→ **HOW TO COMPLETE THIS TASK**
Rewrite the regional transport text below, starting with "Again, improved connective" and going on through "we must look.", so that "broadband" becomes "mobile network".

→ **EXCERPTED TEXT**
--------------------------------

The Government’s decision in February to pull the plug on Transport for the North’s smart ticketing initiative mirrors a similar failure in the South East, and should be seen as worrying. It certainly doesn’t bode well for integrated transport as a strong factor in promoting clean growth at the local and regional level.
As Localis argued recently in ConHome on behalf of Oxford’s need to develop as a compact global city of strategic national importance, without devolved fiscal and growth powers, our key growth corridors don’t have a chance of addressing the economic, social and environmental changes promised in the 2019 manifesto and reiterated in The Plan for Growth.
Of course, the political importance of rail stretches far beyond the big-ticket city regions with devolution deals. On the rural and coastal plane, the sense of relief at overturning Dr Beeching’s cuts with a £500 million package was palpable. The loss of railway connections came as a severe body blow to many town economies up and down the country and in seaside areas especially.
Plans to reopen Northumberland’s Ahsington-Blyth-Tyne line and restore the Fleetwood route are strong Red Wall wins. At the other end of the country in the far South West, the restoration of the Exeter to Okehampton line is pretty straightforward, since it was in use for goods traffic and is set to be up and running by the end of the year. Lines that have become overgrown in the last five decades, such as the Launceston to Padstow line might make restoration of the North Cornwall economy more problematic.
The perennial problem for the restored lines will be one of providing sufficient demand to ensure profitability or break even, even in a new post-Covid age of nationalization. This alone suggests single carriage automatic electric trains may come as standard.
To attribute the promised reversal of Beeching to pure nostalgia-based electioneering, however, would be to ignore the impact of poor transport on parts of the country. We need better connectivity for social as much as physical mobility. As stated in evidence Localis gave to the All Party Parliamentary Group for Counties, poor access to transport affects education, training and work opportunities for the younger generation whose prospects have been most blighted by lockdown.
Again, improved connective infrastructure can only be a part of the whole. We must also consider how improving broadband services in areas of market failure could also help resolve some of the transport issues in an age of remote and blended working.
Double decker in the room
If there is a place-based elephant in the room, it is a nelly named bus. In this context, we must address the role of short-haul journeys that can be conveniently achieved by car or managed by bus. And it is to the recent publication of Bus Back Better we must look.

--------------------------------

→ **SOURCE DATA**
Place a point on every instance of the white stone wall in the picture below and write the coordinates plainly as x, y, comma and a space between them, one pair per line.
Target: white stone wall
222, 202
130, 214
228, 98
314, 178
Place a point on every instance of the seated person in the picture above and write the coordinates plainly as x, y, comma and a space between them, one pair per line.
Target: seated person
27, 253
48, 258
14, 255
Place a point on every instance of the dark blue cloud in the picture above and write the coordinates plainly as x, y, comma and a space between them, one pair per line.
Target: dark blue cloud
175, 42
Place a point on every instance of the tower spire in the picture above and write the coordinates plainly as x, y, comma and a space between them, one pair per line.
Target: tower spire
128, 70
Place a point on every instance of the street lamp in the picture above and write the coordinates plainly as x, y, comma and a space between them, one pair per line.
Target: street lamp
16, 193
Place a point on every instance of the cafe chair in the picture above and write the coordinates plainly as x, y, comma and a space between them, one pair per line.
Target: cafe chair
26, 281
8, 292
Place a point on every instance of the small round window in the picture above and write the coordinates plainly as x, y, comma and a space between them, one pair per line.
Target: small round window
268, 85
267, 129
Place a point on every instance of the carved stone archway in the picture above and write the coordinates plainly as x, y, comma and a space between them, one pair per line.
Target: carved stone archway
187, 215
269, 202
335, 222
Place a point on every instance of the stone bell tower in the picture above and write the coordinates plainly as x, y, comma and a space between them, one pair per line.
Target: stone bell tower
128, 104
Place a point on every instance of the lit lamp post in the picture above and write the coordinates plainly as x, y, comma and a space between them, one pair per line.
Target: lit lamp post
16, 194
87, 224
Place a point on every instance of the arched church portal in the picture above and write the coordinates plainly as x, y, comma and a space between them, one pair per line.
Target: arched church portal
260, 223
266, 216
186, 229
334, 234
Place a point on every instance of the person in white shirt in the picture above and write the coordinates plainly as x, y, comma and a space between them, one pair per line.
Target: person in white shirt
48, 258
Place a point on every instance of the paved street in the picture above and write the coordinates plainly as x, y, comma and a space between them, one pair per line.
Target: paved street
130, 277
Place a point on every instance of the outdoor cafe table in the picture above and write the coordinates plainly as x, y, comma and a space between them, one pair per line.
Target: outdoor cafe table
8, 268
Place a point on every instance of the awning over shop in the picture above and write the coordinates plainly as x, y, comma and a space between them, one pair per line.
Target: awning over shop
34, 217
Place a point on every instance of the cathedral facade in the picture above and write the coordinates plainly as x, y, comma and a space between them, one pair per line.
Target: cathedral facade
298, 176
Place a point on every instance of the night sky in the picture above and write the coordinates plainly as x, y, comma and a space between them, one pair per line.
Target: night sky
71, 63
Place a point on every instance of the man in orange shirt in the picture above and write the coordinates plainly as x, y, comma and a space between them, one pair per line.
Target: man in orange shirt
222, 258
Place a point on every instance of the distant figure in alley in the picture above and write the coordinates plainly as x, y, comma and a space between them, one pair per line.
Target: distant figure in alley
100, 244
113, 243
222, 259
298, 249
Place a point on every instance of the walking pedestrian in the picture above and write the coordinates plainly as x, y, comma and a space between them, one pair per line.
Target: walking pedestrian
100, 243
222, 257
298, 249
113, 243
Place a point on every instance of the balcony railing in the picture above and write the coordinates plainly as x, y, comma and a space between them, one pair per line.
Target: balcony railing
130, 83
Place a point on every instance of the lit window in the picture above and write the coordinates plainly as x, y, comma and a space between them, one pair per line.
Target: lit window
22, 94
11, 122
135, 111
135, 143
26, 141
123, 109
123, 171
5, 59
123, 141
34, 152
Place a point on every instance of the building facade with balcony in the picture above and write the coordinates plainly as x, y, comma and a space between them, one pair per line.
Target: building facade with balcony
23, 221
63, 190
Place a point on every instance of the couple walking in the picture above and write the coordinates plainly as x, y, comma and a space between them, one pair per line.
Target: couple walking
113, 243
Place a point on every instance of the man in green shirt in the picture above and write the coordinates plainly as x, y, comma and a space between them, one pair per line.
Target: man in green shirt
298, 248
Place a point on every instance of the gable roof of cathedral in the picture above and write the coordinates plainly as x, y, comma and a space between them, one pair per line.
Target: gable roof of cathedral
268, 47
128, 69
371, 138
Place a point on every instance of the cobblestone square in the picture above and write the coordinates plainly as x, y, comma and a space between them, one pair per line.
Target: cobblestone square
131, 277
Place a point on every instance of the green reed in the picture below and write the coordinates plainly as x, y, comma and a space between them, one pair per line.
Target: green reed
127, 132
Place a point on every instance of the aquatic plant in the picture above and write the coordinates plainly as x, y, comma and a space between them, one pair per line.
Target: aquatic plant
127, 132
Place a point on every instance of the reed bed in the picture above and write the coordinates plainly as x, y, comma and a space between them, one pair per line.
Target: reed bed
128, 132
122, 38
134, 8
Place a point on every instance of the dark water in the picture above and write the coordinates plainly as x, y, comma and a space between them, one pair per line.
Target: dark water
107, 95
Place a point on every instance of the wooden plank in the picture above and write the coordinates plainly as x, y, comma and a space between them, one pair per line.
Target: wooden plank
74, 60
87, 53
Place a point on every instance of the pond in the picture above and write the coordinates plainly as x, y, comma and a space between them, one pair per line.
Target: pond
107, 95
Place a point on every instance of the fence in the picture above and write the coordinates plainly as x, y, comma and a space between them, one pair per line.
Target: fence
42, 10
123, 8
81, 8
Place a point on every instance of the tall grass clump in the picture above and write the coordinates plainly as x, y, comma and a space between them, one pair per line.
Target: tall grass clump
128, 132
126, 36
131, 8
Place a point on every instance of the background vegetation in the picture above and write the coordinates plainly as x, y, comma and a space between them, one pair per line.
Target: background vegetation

--------------------------------

→ **EXPECTED ANSWER**
Again, improved connective infrastructure can only be a part of the whole. We must also consider how improving mobile network services in areas of market failure could also help resolve some of the transport issues in an age of remote and blended working.
Double decker in the room
If there is a place-based elephant in the room, it is a nelly named bus. In this context, we must address the role of short-haul journeys that can be conveniently achieved by car or managed by bus. And it is to the recent publication of Bus Back Better we must look.